The lines needed are those below that contain the word "stem"; copy each one.

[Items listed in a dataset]
——————
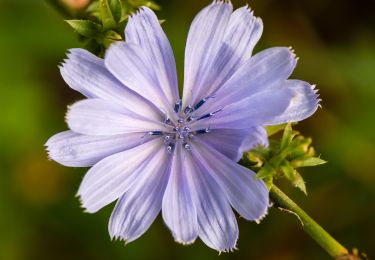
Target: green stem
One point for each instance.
(315, 231)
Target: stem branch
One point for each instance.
(315, 231)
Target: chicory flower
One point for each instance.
(151, 151)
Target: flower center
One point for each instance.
(180, 133)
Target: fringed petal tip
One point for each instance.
(228, 250)
(185, 243)
(221, 2)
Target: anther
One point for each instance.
(209, 114)
(187, 110)
(200, 103)
(170, 147)
(203, 131)
(177, 106)
(155, 133)
(187, 146)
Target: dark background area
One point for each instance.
(40, 217)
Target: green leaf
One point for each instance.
(106, 14)
(111, 37)
(85, 28)
(94, 9)
(312, 161)
(273, 129)
(288, 136)
(299, 183)
(266, 171)
(116, 9)
(287, 170)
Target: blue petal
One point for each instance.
(143, 29)
(76, 150)
(110, 178)
(139, 206)
(247, 195)
(179, 212)
(100, 117)
(253, 111)
(303, 104)
(256, 136)
(132, 66)
(203, 43)
(241, 34)
(257, 74)
(234, 142)
(86, 73)
(216, 221)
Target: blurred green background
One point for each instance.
(40, 217)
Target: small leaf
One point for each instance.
(269, 182)
(273, 129)
(266, 171)
(116, 10)
(106, 15)
(94, 9)
(287, 170)
(299, 183)
(288, 136)
(111, 37)
(86, 28)
(312, 161)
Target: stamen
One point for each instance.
(167, 138)
(170, 147)
(203, 131)
(155, 133)
(187, 110)
(187, 146)
(209, 114)
(177, 106)
(200, 103)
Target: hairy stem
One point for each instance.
(315, 231)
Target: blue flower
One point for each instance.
(152, 151)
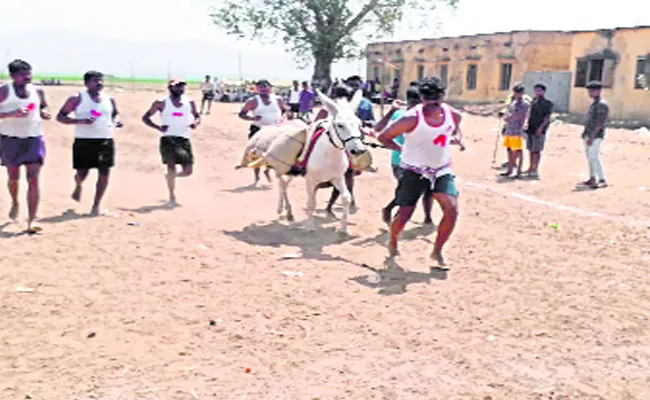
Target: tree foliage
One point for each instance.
(321, 30)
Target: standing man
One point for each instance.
(538, 122)
(267, 109)
(514, 131)
(294, 101)
(395, 113)
(178, 115)
(594, 134)
(429, 129)
(95, 122)
(22, 110)
(306, 102)
(208, 89)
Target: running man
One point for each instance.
(294, 101)
(22, 110)
(538, 121)
(208, 90)
(429, 129)
(395, 113)
(178, 115)
(95, 123)
(594, 134)
(514, 131)
(267, 109)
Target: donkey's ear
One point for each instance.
(356, 100)
(328, 103)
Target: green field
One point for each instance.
(111, 80)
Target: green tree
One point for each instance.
(322, 31)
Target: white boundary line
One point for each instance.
(556, 206)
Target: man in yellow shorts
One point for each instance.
(515, 119)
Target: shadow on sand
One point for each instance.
(394, 279)
(311, 244)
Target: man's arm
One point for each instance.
(401, 126)
(197, 116)
(69, 106)
(146, 118)
(249, 106)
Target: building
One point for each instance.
(620, 58)
(483, 68)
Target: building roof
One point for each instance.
(510, 33)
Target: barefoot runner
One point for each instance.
(178, 114)
(95, 122)
(22, 109)
(267, 109)
(428, 129)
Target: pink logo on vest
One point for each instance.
(441, 140)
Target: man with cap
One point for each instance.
(267, 109)
(594, 134)
(429, 129)
(514, 130)
(178, 114)
(95, 123)
(22, 110)
(538, 121)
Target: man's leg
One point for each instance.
(449, 206)
(103, 174)
(13, 174)
(79, 178)
(33, 196)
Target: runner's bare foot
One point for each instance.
(76, 195)
(13, 212)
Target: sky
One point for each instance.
(128, 29)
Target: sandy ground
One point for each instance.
(197, 302)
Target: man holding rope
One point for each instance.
(428, 129)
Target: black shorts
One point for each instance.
(413, 185)
(93, 153)
(177, 150)
(253, 130)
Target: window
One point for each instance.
(642, 73)
(506, 76)
(595, 70)
(470, 81)
(443, 73)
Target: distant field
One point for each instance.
(112, 80)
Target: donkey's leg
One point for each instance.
(287, 204)
(346, 199)
(311, 204)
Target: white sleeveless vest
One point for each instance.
(32, 124)
(178, 119)
(103, 127)
(270, 113)
(428, 146)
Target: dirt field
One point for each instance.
(197, 302)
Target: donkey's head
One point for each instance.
(346, 126)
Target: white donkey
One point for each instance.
(328, 160)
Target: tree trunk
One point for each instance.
(322, 71)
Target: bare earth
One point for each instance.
(120, 306)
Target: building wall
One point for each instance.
(627, 45)
(526, 51)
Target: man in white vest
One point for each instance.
(95, 122)
(22, 110)
(429, 129)
(178, 115)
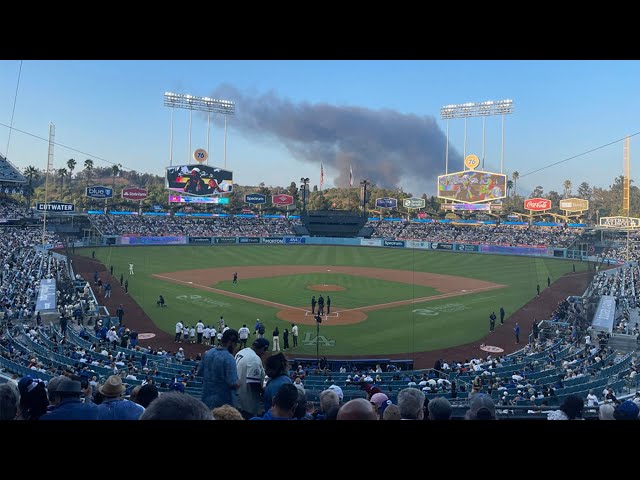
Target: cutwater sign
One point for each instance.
(394, 243)
(294, 240)
(99, 191)
(255, 198)
(55, 207)
(273, 240)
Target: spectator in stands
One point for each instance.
(176, 406)
(440, 409)
(392, 412)
(68, 405)
(571, 409)
(251, 377)
(115, 406)
(226, 412)
(283, 405)
(481, 407)
(627, 410)
(33, 398)
(328, 400)
(9, 401)
(147, 394)
(357, 409)
(606, 412)
(411, 404)
(276, 368)
(220, 374)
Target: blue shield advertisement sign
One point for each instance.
(386, 202)
(255, 198)
(99, 191)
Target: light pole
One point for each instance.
(304, 186)
(471, 109)
(202, 104)
(363, 195)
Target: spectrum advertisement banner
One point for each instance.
(295, 240)
(153, 240)
(467, 248)
(273, 240)
(513, 250)
(441, 246)
(370, 242)
(226, 240)
(248, 239)
(393, 243)
(200, 240)
(417, 244)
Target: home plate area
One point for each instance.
(307, 313)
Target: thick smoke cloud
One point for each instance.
(383, 146)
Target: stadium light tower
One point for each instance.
(202, 104)
(304, 186)
(482, 109)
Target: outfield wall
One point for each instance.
(521, 250)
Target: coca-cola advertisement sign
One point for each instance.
(537, 204)
(133, 193)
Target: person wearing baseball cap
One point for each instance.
(219, 372)
(251, 377)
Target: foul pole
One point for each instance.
(52, 136)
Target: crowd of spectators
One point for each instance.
(144, 225)
(499, 234)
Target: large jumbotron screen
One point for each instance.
(472, 186)
(200, 180)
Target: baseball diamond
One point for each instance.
(378, 312)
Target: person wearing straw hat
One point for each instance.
(115, 406)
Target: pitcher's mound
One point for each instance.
(325, 288)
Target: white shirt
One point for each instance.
(243, 333)
(250, 370)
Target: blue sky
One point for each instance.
(114, 110)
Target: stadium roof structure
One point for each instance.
(9, 173)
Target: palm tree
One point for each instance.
(61, 173)
(31, 172)
(115, 170)
(88, 166)
(71, 165)
(515, 175)
(509, 187)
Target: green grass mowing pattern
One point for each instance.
(395, 330)
(360, 291)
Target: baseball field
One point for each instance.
(383, 301)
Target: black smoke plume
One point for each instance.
(383, 146)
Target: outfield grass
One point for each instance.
(419, 327)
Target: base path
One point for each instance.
(448, 285)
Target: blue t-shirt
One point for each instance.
(272, 387)
(219, 372)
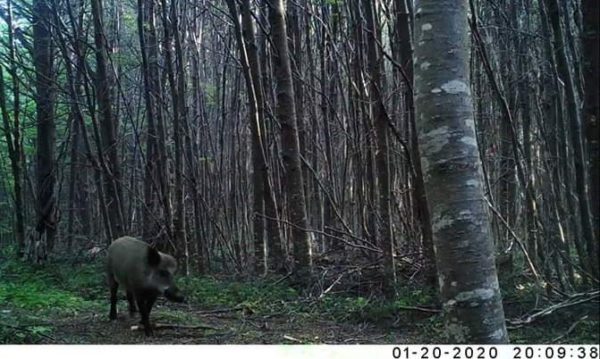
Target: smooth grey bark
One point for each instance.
(452, 172)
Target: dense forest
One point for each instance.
(322, 171)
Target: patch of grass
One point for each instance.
(257, 296)
(51, 288)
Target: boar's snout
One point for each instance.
(174, 294)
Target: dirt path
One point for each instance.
(210, 327)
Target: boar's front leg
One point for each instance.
(131, 301)
(145, 301)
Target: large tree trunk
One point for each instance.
(46, 128)
(450, 159)
(290, 146)
(12, 133)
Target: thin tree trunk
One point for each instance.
(574, 121)
(290, 150)
(46, 127)
(112, 180)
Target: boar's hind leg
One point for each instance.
(114, 287)
(131, 301)
(145, 301)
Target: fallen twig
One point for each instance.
(572, 301)
(218, 311)
(420, 309)
(292, 339)
(174, 326)
(27, 330)
(571, 328)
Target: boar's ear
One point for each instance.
(153, 257)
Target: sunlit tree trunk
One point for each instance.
(452, 171)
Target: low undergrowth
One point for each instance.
(33, 296)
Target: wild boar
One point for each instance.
(144, 273)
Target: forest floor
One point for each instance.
(66, 303)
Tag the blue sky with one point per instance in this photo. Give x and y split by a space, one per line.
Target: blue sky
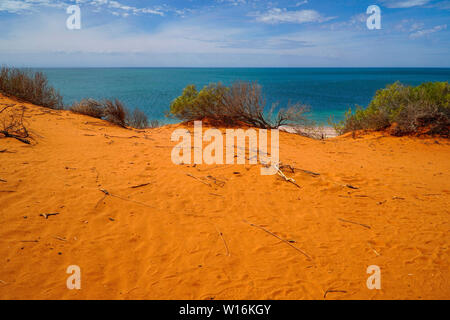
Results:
225 33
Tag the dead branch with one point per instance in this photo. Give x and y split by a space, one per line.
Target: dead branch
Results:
224 242
361 224
13 126
285 241
46 215
140 185
190 175
291 180
331 291
107 193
——————
SOLVED EXERCISE:
Target: green stem
Target: stem branch
Target: hairy stem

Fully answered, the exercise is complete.